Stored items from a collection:
--------------------------------

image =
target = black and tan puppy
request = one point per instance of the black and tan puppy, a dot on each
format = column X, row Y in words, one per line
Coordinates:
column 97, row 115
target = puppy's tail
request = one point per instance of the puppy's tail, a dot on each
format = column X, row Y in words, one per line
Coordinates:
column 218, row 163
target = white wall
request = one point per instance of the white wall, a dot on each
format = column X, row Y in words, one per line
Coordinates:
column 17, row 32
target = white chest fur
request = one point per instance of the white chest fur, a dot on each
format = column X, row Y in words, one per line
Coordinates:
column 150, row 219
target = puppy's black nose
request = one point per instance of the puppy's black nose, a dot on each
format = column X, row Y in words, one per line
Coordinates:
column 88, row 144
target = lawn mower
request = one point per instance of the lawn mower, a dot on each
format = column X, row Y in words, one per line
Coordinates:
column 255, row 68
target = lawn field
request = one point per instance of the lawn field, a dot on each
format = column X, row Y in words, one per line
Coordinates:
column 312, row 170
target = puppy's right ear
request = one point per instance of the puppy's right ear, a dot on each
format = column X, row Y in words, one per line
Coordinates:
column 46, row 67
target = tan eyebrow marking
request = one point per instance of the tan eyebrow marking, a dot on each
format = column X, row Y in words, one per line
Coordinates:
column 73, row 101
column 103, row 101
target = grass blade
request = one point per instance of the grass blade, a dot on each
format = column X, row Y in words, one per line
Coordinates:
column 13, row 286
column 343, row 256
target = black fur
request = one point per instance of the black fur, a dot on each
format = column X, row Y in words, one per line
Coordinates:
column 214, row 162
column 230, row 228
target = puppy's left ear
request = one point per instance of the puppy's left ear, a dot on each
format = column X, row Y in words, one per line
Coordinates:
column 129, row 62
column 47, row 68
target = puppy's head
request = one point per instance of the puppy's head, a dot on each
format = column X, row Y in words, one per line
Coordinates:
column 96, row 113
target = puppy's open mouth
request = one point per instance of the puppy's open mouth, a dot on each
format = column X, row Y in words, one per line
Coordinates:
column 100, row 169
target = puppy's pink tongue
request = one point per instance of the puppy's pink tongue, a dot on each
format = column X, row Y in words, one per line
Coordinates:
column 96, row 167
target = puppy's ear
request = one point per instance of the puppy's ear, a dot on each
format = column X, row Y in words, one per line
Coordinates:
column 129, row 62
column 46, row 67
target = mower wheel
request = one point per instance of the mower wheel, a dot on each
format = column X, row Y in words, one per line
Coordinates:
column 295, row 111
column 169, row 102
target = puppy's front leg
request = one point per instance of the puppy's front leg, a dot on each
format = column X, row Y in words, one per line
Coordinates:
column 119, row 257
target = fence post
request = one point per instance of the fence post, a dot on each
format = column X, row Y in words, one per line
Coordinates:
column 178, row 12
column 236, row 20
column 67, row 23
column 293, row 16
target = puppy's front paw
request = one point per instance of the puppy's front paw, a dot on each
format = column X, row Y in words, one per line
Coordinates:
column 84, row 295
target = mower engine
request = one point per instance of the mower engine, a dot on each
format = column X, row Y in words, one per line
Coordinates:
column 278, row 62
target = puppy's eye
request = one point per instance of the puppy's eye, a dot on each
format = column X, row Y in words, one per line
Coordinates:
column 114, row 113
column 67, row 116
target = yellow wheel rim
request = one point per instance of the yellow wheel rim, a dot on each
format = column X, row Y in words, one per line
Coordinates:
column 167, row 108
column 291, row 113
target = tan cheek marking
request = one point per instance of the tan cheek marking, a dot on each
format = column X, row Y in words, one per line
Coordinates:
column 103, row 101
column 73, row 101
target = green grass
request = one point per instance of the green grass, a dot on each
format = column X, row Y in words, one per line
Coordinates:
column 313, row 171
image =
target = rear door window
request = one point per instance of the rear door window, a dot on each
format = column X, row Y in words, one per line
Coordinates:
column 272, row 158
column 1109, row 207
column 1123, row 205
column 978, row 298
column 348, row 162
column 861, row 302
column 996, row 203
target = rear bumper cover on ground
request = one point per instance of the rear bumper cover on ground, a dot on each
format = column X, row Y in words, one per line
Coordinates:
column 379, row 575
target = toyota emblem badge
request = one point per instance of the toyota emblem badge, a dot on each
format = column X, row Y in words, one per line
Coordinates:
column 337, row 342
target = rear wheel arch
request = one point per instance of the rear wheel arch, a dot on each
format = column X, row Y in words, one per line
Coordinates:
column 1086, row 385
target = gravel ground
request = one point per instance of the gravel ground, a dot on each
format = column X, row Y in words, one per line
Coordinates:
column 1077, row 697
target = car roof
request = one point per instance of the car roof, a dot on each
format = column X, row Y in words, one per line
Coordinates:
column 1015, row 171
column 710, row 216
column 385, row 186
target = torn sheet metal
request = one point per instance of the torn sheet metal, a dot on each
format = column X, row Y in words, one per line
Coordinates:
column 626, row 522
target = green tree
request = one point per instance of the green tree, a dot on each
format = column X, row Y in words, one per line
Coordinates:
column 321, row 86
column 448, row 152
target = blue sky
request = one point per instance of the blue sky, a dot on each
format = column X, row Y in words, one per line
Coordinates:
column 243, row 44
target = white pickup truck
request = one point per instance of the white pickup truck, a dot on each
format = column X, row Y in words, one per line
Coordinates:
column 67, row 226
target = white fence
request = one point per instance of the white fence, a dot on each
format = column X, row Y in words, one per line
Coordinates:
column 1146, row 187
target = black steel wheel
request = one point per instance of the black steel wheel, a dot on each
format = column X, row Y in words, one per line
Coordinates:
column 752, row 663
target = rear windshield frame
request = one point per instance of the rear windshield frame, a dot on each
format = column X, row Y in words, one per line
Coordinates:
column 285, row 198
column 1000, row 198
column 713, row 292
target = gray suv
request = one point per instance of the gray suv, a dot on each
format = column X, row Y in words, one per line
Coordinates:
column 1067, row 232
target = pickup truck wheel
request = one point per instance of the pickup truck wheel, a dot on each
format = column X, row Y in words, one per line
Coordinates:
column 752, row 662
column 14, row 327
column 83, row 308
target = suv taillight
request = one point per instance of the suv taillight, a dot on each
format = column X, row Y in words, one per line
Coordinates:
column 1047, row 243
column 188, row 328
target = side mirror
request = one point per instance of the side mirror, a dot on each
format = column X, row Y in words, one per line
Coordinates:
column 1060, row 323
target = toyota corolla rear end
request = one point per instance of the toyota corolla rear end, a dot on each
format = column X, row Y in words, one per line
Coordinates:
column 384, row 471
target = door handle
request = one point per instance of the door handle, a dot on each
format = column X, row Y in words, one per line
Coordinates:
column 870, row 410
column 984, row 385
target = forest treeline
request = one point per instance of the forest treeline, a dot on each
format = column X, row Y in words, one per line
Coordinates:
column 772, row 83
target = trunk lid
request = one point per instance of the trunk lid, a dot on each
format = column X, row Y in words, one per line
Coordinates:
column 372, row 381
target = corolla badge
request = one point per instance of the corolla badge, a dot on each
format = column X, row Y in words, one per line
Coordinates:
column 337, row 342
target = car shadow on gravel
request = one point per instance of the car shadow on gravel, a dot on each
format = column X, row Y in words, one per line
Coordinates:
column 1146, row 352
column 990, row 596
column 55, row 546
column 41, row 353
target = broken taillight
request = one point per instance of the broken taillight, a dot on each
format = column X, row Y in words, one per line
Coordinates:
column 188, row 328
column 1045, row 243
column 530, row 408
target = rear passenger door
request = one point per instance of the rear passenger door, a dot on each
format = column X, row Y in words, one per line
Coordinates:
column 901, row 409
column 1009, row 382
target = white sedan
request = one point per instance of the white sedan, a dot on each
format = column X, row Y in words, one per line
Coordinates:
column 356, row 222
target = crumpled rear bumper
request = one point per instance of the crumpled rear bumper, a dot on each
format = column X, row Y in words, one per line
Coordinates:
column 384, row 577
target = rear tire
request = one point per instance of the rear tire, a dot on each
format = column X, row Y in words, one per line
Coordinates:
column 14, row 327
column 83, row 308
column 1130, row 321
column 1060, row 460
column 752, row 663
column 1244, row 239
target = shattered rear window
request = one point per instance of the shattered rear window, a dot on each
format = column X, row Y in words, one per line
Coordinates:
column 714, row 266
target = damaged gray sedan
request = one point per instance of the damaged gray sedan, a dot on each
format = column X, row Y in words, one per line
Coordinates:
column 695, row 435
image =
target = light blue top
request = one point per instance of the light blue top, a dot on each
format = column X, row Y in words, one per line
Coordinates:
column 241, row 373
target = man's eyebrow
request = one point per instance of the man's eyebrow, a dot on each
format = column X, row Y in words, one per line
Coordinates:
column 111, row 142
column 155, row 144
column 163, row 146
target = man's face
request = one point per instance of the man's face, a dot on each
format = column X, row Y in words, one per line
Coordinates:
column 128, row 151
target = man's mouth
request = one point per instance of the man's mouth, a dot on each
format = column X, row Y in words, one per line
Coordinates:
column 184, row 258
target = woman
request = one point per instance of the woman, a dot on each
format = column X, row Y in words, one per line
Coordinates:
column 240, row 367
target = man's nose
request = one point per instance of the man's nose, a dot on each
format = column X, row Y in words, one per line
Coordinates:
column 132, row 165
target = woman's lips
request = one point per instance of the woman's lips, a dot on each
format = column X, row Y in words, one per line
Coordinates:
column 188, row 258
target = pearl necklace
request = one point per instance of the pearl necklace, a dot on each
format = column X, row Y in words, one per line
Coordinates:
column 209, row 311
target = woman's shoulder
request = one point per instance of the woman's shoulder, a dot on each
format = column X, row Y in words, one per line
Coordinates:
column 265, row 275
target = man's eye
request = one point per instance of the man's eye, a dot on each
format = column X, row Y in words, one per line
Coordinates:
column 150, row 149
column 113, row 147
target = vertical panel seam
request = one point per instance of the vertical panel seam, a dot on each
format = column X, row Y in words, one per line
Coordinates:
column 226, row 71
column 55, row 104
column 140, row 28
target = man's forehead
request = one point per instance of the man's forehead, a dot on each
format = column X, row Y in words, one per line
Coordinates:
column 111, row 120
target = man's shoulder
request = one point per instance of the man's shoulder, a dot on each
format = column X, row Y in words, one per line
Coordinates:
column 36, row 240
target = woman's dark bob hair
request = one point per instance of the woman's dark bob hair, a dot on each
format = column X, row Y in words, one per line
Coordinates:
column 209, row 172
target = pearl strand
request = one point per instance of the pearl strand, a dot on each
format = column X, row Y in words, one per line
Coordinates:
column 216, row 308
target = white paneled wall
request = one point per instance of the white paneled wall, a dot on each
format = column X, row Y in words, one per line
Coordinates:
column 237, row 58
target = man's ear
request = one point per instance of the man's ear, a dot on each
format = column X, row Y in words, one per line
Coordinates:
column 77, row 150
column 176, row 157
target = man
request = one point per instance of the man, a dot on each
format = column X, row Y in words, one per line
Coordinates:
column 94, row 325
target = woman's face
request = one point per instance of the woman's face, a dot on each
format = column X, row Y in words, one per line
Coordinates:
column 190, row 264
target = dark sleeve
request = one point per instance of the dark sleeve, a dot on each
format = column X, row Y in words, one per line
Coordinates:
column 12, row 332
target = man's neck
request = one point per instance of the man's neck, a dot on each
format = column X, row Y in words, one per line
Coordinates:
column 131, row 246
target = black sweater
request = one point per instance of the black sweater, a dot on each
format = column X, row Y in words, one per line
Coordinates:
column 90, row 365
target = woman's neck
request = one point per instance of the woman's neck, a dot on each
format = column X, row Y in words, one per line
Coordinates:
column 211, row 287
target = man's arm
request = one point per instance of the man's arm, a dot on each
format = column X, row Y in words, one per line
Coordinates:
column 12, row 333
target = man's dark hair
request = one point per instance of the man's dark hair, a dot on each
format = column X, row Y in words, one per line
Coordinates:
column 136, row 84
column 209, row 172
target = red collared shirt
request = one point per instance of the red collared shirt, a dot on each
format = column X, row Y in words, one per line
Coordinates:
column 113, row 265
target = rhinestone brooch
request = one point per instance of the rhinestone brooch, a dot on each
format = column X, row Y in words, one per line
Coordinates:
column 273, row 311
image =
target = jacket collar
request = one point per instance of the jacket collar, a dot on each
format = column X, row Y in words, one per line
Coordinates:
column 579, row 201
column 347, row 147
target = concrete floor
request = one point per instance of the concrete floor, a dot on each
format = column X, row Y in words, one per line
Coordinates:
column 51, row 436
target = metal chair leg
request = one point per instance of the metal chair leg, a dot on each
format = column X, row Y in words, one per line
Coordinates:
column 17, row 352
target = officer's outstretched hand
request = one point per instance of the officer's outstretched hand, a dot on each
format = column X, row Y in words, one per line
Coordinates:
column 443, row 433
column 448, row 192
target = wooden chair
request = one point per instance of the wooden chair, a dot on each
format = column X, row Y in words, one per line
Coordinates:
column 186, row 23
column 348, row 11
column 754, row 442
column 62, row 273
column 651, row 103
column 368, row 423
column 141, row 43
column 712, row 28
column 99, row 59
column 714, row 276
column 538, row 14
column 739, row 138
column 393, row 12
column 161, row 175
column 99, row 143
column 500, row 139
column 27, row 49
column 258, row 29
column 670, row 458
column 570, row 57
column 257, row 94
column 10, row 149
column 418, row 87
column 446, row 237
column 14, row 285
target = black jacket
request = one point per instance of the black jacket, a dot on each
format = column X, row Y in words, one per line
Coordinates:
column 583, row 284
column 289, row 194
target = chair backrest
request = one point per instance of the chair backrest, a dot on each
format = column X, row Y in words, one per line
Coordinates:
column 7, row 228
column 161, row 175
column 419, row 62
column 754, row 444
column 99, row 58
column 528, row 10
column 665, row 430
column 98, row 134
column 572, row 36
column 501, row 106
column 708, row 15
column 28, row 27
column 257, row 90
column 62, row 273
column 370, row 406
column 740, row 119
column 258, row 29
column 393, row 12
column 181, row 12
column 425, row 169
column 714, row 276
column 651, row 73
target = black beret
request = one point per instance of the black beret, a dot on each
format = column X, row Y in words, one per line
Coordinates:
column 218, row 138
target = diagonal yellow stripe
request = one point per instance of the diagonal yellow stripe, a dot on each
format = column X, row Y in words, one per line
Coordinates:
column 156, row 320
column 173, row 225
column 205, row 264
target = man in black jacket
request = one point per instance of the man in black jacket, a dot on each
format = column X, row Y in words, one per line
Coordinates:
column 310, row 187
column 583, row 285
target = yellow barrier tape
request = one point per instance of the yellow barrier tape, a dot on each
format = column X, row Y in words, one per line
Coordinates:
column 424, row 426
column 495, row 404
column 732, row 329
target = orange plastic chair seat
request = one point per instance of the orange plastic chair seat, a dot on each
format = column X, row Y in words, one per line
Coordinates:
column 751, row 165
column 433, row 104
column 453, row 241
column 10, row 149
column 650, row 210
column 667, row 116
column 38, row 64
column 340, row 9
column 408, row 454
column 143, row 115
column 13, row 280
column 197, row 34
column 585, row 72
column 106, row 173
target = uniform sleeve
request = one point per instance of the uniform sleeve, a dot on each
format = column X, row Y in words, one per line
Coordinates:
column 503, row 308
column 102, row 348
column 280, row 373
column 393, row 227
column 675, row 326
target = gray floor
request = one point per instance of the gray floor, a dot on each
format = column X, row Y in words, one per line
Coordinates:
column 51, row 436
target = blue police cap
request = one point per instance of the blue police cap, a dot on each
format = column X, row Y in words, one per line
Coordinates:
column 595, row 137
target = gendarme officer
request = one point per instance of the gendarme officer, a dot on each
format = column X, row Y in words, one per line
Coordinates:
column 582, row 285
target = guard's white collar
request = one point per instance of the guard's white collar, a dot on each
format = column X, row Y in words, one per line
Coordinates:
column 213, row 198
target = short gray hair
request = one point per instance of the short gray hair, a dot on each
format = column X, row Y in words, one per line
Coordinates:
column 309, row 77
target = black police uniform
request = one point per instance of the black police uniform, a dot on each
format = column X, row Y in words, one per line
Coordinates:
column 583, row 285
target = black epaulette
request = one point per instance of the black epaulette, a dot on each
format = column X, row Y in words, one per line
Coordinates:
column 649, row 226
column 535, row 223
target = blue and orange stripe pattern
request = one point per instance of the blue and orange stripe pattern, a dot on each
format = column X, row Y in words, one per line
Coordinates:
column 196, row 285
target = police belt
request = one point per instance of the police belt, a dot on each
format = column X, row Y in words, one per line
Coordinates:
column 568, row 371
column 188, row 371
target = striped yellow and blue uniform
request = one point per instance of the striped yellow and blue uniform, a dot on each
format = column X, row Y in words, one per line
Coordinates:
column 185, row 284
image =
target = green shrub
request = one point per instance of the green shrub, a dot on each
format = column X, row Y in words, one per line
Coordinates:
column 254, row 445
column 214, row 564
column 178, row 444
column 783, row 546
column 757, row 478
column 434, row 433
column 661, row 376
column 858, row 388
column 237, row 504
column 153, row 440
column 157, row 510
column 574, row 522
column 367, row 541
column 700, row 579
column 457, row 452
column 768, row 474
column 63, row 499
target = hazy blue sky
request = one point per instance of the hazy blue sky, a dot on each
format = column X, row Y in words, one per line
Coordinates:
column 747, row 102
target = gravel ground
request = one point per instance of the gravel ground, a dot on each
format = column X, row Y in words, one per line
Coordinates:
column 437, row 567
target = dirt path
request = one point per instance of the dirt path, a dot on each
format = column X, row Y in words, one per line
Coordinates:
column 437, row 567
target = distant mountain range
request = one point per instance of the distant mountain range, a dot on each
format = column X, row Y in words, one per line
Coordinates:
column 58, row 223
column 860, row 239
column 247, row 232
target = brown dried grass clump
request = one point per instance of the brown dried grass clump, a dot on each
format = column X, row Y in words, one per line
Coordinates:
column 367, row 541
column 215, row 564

--------------------------------

# Exercise instructions:
When a line in the entries above contains "mountain", count it; please answer with the number only.

# Response for this exercise:
2